■ **TASK PROMPT**
When a line of the entries contains "wall", please list that line.

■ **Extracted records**
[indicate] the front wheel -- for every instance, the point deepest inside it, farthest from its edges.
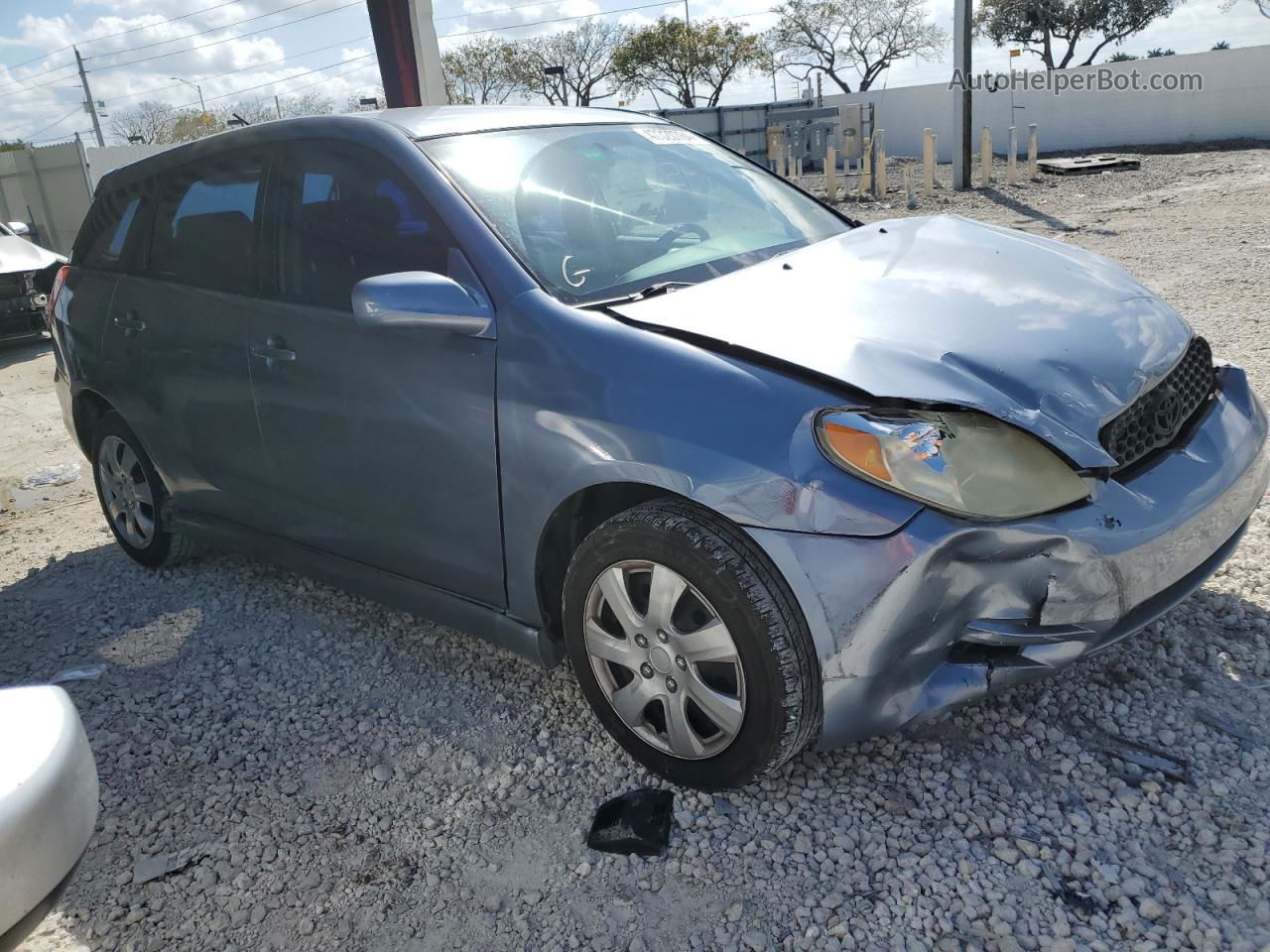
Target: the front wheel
(690, 648)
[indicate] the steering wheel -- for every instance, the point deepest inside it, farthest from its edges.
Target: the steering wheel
(663, 244)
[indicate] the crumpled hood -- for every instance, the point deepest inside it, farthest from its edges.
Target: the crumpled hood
(17, 254)
(1051, 338)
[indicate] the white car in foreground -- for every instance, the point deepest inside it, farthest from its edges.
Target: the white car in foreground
(49, 798)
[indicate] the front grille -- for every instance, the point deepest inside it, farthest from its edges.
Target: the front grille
(1155, 419)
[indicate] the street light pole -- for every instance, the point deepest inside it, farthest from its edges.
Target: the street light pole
(89, 103)
(961, 98)
(200, 103)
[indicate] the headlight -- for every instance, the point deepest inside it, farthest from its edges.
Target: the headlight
(964, 462)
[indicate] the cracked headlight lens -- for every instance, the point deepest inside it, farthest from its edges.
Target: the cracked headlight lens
(962, 462)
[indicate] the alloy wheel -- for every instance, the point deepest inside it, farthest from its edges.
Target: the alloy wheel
(665, 658)
(130, 502)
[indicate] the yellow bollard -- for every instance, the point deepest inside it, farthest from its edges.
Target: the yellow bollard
(880, 139)
(866, 168)
(1012, 159)
(985, 158)
(929, 163)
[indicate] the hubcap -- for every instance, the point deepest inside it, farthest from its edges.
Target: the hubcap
(126, 492)
(665, 658)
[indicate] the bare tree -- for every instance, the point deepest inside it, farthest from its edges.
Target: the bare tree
(150, 121)
(851, 40)
(481, 71)
(580, 59)
(1052, 28)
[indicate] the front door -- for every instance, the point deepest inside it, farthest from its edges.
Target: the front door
(381, 444)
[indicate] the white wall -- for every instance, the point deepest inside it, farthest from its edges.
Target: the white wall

■ **FINISHED EXERCISE**
[indicate] the white wall -- for every instance, the point deepest inside it, farthest from its edges.
Target: the white wall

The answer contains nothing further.